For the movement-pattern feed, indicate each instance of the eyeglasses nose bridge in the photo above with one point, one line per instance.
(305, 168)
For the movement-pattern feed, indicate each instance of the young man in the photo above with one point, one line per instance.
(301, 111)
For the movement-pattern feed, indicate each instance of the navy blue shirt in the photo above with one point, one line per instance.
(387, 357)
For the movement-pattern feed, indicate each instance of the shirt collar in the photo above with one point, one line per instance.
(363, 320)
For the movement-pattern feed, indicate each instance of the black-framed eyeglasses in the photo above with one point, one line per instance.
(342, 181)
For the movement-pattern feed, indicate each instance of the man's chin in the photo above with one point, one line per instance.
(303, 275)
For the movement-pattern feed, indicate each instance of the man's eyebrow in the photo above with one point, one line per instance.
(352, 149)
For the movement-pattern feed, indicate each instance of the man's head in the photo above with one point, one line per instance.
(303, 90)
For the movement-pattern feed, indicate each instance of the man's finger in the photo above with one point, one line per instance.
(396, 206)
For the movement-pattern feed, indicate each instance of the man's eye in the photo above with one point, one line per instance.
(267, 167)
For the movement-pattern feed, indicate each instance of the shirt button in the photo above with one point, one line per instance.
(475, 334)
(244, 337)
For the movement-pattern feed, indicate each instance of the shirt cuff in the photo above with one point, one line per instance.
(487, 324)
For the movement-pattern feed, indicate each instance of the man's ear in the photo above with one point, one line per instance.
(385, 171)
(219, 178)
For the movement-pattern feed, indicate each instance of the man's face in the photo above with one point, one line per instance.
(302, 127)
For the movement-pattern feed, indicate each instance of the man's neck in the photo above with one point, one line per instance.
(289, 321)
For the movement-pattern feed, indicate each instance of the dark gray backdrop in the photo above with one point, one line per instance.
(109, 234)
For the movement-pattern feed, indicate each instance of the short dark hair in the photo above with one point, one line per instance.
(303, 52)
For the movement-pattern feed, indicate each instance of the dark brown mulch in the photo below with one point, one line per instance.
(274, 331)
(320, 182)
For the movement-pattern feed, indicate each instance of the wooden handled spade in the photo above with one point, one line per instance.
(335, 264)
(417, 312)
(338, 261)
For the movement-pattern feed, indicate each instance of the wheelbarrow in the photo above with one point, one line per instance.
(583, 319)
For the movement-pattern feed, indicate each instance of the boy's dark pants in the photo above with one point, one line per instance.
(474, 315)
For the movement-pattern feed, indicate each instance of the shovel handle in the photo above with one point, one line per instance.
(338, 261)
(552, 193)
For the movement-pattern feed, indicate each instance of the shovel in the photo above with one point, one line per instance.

##############################

# WORK TO DO
Copy every row above word for word, line by line, from the first to the last.

# ANSWER IN FULL
For the movement-pattern feed, indicate each instance of the eyeglasses nose bridge in the photo above with one point, one line per instance.
(305, 168)
For the movement-pattern feed, indicate each instance of the young man in the photo above with one point, one line per instance.
(301, 111)
For the movement-pattern feed, indicate each instance of the navy blue shirt in the photo above with one point, one line per instance.
(387, 357)
For the movement-pattern feed, indicate each instance of the shirt collar in the photo above with one point, one line per instance.
(363, 320)
For the movement-pattern feed, indicate each instance of the black-framed eyeglasses in the photo above with one point, one line per instance.
(342, 181)
For the movement-pattern feed, indicate each instance of the man's chin in the photo above with one point, one line per instance.
(303, 275)
For the movement-pattern feed, indicate each instance of the man's eyebrow in the photo above with one point, one line per instance.
(352, 149)
For the movement-pattern feed, indicate each instance of the man's head in the photo above with one point, one line per instance.
(303, 90)
For the movement-pattern feed, indicate each instance of the man's finger in the photo above with one point, one line per instance.
(396, 206)
For the movement-pattern feed, indicate each instance of the man's eye in the photo above with one point, one line per instance.
(267, 167)
For the movement-pattern feed, indicate each instance of the shirt button in the photo above with one point, one line per instance.
(475, 334)
(244, 337)
For the movement-pattern feed, indicate each instance of the shirt cuff in the photo above with one point, one line per instance.
(487, 324)
For the movement-pattern feed, indicate each instance of the man's ear in the photo above with one point, one line per instance.
(385, 171)
(219, 178)
For the movement-pattern feed, indicate each instance of the man's face in the photo above with one point, one line per instance.
(302, 127)
For the movement-pattern feed, indicate each instance of the man's neck in the photo above with one point, one line per instance.
(289, 321)
For the movement-pattern feed, indicate each instance of the dark gray backdrop in the photo above with one point, one line per instance.
(109, 234)
For the movement-pattern feed, indicate each instance of the short dark hair in the photo above with one point, one line per instance.
(303, 52)
For the movement-pattern feed, indicate each instance of the dark brown mulch in the photo below with one point, one line per instance.
(274, 331)
(320, 182)
For the movement-pattern feed, indicate each instance of the wooden handled spade in the photo above with one point, one line per instance.
(335, 264)
(417, 312)
(338, 261)
For the movement-pattern feed, indicate each instance of the wheelbarrow in the photo above with one point, one line per instance.
(583, 319)
For the movement-pattern feed, indicate each instance of the boy's dark pants in the photo above with one point, one line per instance.
(474, 315)
For the movement-pattern feed, indicate each instance of the shovel handle in the photo above with one point, one line per instance.
(338, 261)
(552, 193)
For the movement-pattern feed, indicate each instance of the shovel in the photo above with one point, one line per instance.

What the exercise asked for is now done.